=== EXERCISE OBJECTIVE ===
Please print exactly the lines running from the one that contains "of the refrigerator" to the end of the data, with both lines included.

Location labeling records
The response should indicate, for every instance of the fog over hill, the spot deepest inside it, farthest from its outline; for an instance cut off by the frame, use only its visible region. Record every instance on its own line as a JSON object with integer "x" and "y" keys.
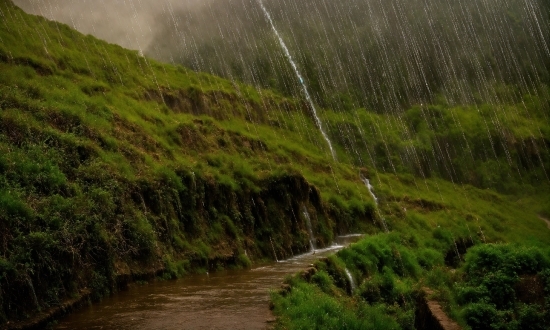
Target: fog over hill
{"x": 381, "y": 55}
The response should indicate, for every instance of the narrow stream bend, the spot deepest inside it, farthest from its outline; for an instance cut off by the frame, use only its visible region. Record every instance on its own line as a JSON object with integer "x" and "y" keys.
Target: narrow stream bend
{"x": 233, "y": 299}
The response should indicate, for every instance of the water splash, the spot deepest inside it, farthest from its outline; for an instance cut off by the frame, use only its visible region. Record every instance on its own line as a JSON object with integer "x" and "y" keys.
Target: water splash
{"x": 352, "y": 284}
{"x": 310, "y": 231}
{"x": 273, "y": 247}
{"x": 300, "y": 78}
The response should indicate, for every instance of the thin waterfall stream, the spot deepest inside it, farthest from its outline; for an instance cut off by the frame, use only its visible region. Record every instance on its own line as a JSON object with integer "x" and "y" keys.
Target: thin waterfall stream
{"x": 309, "y": 229}
{"x": 231, "y": 299}
{"x": 300, "y": 78}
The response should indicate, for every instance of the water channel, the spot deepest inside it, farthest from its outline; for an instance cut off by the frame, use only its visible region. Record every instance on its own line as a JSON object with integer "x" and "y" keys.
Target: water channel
{"x": 232, "y": 299}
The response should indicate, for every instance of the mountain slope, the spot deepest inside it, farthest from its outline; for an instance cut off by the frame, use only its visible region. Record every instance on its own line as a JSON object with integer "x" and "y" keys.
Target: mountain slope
{"x": 115, "y": 167}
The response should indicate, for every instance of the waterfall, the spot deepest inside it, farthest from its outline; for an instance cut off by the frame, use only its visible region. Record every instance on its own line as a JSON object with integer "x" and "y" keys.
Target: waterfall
{"x": 371, "y": 191}
{"x": 351, "y": 281}
{"x": 308, "y": 223}
{"x": 300, "y": 78}
{"x": 273, "y": 247}
{"x": 370, "y": 187}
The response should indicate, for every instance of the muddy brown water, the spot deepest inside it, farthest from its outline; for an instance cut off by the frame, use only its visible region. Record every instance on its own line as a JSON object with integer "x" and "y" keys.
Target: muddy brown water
{"x": 233, "y": 299}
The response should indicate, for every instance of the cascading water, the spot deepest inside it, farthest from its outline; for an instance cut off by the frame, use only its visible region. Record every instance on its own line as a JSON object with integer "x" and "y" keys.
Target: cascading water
{"x": 371, "y": 191}
{"x": 300, "y": 78}
{"x": 310, "y": 231}
{"x": 351, "y": 281}
{"x": 370, "y": 187}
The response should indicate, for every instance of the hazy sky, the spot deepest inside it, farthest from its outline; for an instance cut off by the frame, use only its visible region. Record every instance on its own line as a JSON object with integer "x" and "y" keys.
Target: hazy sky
{"x": 132, "y": 24}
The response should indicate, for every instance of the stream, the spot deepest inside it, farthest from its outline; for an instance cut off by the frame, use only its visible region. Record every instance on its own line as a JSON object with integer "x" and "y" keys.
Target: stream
{"x": 231, "y": 299}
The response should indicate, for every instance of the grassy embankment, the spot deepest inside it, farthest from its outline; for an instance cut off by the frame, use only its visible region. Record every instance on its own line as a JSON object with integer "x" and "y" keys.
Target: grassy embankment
{"x": 116, "y": 167}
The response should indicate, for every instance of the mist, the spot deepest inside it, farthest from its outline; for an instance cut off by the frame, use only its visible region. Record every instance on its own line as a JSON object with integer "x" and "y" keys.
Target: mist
{"x": 129, "y": 23}
{"x": 374, "y": 54}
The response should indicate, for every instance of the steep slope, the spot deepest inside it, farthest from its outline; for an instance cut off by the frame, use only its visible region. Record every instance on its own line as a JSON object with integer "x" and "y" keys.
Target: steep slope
{"x": 116, "y": 167}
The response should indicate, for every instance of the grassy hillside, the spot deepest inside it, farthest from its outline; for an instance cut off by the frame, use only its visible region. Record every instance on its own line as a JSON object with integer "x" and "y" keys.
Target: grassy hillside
{"x": 115, "y": 167}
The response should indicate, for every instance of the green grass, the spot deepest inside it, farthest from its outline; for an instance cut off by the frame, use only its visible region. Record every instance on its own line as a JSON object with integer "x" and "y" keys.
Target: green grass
{"x": 111, "y": 162}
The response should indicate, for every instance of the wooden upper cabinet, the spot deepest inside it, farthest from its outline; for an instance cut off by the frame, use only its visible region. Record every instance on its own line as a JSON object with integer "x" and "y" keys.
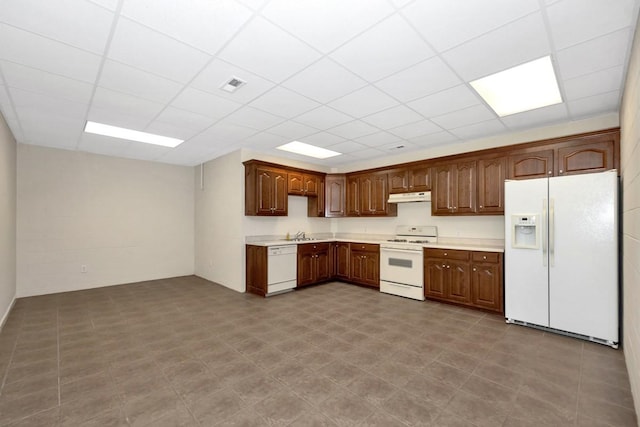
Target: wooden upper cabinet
{"x": 586, "y": 158}
{"x": 409, "y": 180}
{"x": 536, "y": 164}
{"x": 265, "y": 190}
{"x": 303, "y": 184}
{"x": 454, "y": 189}
{"x": 491, "y": 175}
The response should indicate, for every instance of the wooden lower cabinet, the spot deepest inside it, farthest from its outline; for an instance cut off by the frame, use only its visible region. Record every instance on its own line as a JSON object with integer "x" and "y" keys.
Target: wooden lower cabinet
{"x": 364, "y": 263}
{"x": 256, "y": 269}
{"x": 315, "y": 262}
{"x": 464, "y": 277}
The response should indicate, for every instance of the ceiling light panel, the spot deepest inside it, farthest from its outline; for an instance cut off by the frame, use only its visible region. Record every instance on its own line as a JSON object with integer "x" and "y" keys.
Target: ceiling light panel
{"x": 522, "y": 88}
{"x": 308, "y": 150}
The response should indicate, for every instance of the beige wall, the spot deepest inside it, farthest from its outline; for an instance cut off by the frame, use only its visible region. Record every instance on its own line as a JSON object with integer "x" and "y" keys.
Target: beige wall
{"x": 630, "y": 171}
{"x": 125, "y": 220}
{"x": 7, "y": 220}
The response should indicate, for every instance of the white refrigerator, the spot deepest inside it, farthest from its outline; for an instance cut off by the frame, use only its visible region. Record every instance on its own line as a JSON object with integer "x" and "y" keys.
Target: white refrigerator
{"x": 561, "y": 255}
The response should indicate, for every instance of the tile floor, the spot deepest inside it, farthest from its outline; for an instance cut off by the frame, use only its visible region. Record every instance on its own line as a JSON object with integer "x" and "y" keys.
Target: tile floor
{"x": 184, "y": 351}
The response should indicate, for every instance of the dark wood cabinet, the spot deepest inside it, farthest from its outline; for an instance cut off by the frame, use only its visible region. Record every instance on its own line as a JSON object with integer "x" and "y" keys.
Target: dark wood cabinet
{"x": 469, "y": 278}
{"x": 341, "y": 258}
{"x": 302, "y": 184}
{"x": 364, "y": 260}
{"x": 454, "y": 188}
{"x": 486, "y": 280}
{"x": 491, "y": 176}
{"x": 265, "y": 190}
{"x": 314, "y": 263}
{"x": 406, "y": 180}
{"x": 367, "y": 195}
{"x": 335, "y": 196}
{"x": 256, "y": 269}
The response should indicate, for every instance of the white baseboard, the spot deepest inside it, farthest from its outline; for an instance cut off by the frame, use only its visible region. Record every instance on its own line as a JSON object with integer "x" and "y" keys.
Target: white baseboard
{"x": 5, "y": 316}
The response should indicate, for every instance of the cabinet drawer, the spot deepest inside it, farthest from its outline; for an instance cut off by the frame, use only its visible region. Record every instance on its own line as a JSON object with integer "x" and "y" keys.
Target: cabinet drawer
{"x": 446, "y": 253}
{"x": 485, "y": 256}
{"x": 367, "y": 247}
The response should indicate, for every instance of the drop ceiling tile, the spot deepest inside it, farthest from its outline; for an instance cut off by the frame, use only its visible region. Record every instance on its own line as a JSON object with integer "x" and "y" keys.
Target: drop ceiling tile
{"x": 378, "y": 139}
{"x": 538, "y": 117}
{"x": 446, "y": 101}
{"x": 482, "y": 129}
{"x": 597, "y": 54}
{"x": 346, "y": 147}
{"x": 179, "y": 123}
{"x": 204, "y": 103}
{"x": 572, "y": 23}
{"x": 74, "y": 22}
{"x": 387, "y": 48}
{"x": 284, "y": 103}
{"x": 292, "y": 130}
{"x": 364, "y": 102}
{"x": 151, "y": 51}
{"x": 322, "y": 139}
{"x": 123, "y": 78}
{"x": 218, "y": 72}
{"x": 598, "y": 104}
{"x": 105, "y": 145}
{"x": 445, "y": 26}
{"x": 467, "y": 116}
{"x": 353, "y": 129}
{"x": 608, "y": 80}
{"x": 423, "y": 79}
{"x": 326, "y": 24}
{"x": 53, "y": 85}
{"x": 39, "y": 52}
{"x": 23, "y": 100}
{"x": 324, "y": 81}
{"x": 514, "y": 44}
{"x": 254, "y": 118}
{"x": 269, "y": 52}
{"x": 125, "y": 104}
{"x": 323, "y": 117}
{"x": 264, "y": 140}
{"x": 434, "y": 139}
{"x": 207, "y": 25}
{"x": 412, "y": 130}
{"x": 393, "y": 117}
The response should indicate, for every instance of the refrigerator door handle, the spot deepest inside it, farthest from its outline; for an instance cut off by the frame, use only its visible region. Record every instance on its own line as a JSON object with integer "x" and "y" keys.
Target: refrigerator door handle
{"x": 543, "y": 232}
{"x": 552, "y": 224}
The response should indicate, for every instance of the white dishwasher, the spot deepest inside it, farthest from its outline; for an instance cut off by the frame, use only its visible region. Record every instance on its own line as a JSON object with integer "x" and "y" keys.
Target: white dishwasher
{"x": 281, "y": 268}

=== THE SOLUTION ===
The response should indicate, for every instance of the refrigerator door handle, the spot deepest inside it, farthest from its outline; for an instance cut off by the frame, use only its visible region. Record every instance on its own line as a JSON object with integer "x" and "y" keys.
Target: refrigerator door handle
{"x": 543, "y": 232}
{"x": 552, "y": 224}
The response should indicate, for every instance of the white dishwasher, the spot deepest inside it, farthest from its outline; for an instance cut off by the frame, use only its visible region. Record every instance on its own line as a JSON object with integer "x" and "y" keys.
Target: white dishwasher
{"x": 281, "y": 268}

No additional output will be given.